▶ **TASKS FOR THIS EXERCISE**
(1) Turn the paragraph in the generator thread that begins "The holes are for different droop settings" into a short bulleted list that keeps its main facts.
(2) Update the records from their first line through the line containing "[211,208,600,399]" so that "oak barrel" becomes "wine cask", and return only those lines.

▶ **TEXT SECTION**
::::::::::
# Adding auto idle



## Sugarkryptonite (Nov 28, 2017)

Hi guys

I have an old small Coleman generator which I've refurbished, cleaned the carb, etc. It runs well.

The problem I have is that it doesn't seem to have any load sensing. When you have a load on it, it runs excellent, but when you remove the load, the idle hunts up and down.

Is there a kit I can buy to solve this issue? I'd like it to idle normally when not in use.

Thanks,
Elliott


----------



## KRE (Nov 29, 2011)

When new, did it come with auto idle?


----------



## Sugarkryptonite (Nov 28, 2017)

KRE said:


> When new, did it come with auto idle?


Honestly I have no idea. I got this unit from someone else. The whole throttle linkage has a bunch of different holes in it for what I'm guessing are springs (or the auto idle feature). I vaguely recall looking up the manual for it a long time ago and don't think it did come with it, though.


----------



## Sugarkryptonite (Nov 28, 2017)

The unit is a Coleman Powermate 3000


----------



## KRE (Nov 29, 2011)

The holes are for different droop settings. If it never came with auto idle it will not be cheap to install it. If it's hunting for speed coming off load, it's either a air/fuel issue or governor setting issue. If you failed to reinstall the linkage correctly that is most likely your issue.


----------



## Sugarkryptonite (Nov 28, 2017)

KRE said:


> The holes are for different droop settings. If it never came with auto idle it will not be cheap to install it. If it's hunting for speed coming off load, it's either a air/fuel issue or governor setting issue. If you failed to reinstall the linkage correctly that is most likely your issue.


Thanks. I installed it after I cleaned it how it was before, but that could very well have been wrong...


----------



## KRE (Nov 29, 2011)

The farther out reduces droop, closer in increases it. When its adjusted correctly while running w/o load over ride the lever to slow it down, then release it quickly. If correct it should hunt for speed no more then twice-three times max.


----------



## Sugarkryptonite (Nov 28, 2017)

KRE said:


> The farther out reduces droop, closer in increases it. When its adjusted correctly while running w/o load over ride the lever to slow it down, then release it quickly. If correct it should hunt for speed no more then twice-three times max.


Thankjs I'll try doing that. I'm also thinking about buying one of those cheap Chinese carbs to replace the one I have...I read a bunch and people say don't even try to clean them (even though I thought I did already), it's just easier to replace them for $20...that's probably the hunting problem I have.


----------
::::::::::
▶ **EXERCISE DATA**
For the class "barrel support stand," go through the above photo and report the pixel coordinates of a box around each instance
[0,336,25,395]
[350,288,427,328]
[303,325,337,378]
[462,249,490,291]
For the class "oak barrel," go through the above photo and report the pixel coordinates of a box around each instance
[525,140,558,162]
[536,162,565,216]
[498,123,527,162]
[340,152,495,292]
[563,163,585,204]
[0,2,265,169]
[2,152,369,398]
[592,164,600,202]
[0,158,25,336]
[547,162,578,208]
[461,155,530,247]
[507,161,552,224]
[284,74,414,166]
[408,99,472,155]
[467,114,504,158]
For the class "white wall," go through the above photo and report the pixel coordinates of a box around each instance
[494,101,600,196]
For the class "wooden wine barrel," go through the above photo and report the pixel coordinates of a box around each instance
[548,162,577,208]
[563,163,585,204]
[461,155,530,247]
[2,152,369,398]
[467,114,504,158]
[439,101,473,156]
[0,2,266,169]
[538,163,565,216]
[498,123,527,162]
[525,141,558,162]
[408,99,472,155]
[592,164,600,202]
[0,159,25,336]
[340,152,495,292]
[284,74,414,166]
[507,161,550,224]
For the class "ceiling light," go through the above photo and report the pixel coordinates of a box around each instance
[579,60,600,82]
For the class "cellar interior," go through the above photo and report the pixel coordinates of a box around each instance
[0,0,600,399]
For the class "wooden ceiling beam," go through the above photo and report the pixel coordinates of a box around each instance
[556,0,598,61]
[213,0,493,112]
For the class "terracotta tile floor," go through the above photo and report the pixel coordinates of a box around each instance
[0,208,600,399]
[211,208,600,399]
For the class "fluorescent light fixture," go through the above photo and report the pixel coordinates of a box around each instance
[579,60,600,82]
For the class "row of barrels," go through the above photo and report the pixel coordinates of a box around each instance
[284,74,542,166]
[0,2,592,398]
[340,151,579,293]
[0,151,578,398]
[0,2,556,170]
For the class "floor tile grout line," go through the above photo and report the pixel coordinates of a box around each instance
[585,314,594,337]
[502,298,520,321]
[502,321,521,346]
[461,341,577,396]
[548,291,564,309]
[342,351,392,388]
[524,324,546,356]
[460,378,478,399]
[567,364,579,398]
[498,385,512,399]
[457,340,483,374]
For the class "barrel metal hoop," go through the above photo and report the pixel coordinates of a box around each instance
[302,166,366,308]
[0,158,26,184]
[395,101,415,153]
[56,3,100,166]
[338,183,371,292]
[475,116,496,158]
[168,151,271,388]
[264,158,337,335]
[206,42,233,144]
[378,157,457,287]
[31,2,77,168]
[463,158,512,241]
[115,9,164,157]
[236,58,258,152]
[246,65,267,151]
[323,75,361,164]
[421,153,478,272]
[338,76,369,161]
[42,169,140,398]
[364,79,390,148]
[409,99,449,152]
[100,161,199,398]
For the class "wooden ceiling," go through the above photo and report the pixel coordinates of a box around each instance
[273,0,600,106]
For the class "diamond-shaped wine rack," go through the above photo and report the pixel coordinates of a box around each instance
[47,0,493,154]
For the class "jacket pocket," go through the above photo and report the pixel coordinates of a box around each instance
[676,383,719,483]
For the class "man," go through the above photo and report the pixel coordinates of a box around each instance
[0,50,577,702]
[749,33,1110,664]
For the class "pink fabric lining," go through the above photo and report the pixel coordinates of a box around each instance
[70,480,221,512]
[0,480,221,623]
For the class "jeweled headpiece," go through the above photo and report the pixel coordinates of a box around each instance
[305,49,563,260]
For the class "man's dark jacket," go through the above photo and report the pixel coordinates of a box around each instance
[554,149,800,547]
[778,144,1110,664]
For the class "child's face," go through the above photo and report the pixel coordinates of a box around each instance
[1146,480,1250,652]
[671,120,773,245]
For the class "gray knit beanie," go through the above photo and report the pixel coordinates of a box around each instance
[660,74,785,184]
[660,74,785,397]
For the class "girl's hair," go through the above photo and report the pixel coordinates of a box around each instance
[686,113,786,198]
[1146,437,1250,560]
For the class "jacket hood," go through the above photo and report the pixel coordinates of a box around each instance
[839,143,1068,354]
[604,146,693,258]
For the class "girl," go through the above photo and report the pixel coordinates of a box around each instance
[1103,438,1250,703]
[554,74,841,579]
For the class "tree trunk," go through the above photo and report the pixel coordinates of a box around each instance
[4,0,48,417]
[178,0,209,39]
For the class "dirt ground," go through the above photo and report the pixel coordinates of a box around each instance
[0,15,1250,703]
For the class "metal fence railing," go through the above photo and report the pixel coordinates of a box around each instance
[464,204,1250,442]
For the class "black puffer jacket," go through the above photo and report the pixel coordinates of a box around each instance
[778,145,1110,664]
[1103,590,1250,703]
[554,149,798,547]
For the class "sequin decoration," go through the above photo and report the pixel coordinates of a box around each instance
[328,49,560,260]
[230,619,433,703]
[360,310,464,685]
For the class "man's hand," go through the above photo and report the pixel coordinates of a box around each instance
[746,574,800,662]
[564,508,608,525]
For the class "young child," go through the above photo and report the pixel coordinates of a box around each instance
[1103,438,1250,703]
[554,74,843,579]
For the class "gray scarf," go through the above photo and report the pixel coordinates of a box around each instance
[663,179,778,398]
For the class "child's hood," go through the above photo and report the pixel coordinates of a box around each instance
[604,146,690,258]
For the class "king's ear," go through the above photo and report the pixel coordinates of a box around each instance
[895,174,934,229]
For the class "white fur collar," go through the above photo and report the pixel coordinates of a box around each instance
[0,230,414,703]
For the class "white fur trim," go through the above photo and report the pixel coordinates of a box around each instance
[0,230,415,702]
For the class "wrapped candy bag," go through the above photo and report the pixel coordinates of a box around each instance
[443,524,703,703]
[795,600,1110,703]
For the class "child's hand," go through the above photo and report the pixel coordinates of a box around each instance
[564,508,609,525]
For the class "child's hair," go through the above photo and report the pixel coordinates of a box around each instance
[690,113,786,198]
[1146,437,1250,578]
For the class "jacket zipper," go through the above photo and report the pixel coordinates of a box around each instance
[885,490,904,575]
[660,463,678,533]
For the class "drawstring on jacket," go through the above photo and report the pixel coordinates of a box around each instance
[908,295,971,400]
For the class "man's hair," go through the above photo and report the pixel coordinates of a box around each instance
::::::::::
▶ **EXPECTED OUTPUTS**
(1)
- The holes in the linkage are for different droop settings.
- If the unit never came with auto idle, installing it will not be cheap.
- Speed hunting when the load comes off points to either an air/fuel issue or a governor setting issue.
- If the linkage was not reinstalled correctly, that is the most likely cause.

(2)
For the class "barrel support stand," go through the above photo and report the pixel coordinates of a box around each instance
[0,336,25,395]
[350,288,427,328]
[303,325,337,378]
[462,249,490,291]
For the class "wine cask," go through the above photo and report the pixel coordinates of a box around each instance
[525,140,558,162]
[536,162,565,216]
[498,123,527,162]
[340,152,495,292]
[563,163,585,204]
[0,2,265,169]
[2,152,369,398]
[592,164,600,202]
[0,158,25,336]
[547,162,578,208]
[461,155,530,247]
[507,161,552,224]
[284,74,414,166]
[408,99,472,155]
[467,114,504,158]
For the class "white wall," go through the above photo and report the pixel coordinates of a box around each instance
[494,101,600,196]
For the class "wooden wine barrel," go through the above photo and report the pixel coordinates of a box around each instance
[548,162,577,208]
[563,163,585,204]
[461,155,530,247]
[2,152,369,398]
[467,114,504,158]
[439,101,473,156]
[0,2,266,169]
[538,163,565,216]
[498,123,527,162]
[525,141,558,162]
[408,99,472,155]
[592,164,600,202]
[0,159,25,336]
[340,152,495,292]
[284,74,414,166]
[507,161,550,224]
For the class "ceiling light," go through the above photo and report the pixel coordinates of a box around each instance
[579,60,600,82]
For the class "cellar interior," go through the above photo and report the pixel coordinates of a box around each instance
[0,0,600,399]
For the class "wooden ceiling beam," go through the above photo and report the pixel coordinates of a box around each instance
[556,0,598,61]
[213,0,493,112]
For the class "terracotta tile floor," go through the above photo and report the pixel coordinates of a box around each instance
[0,208,600,399]
[211,208,600,399]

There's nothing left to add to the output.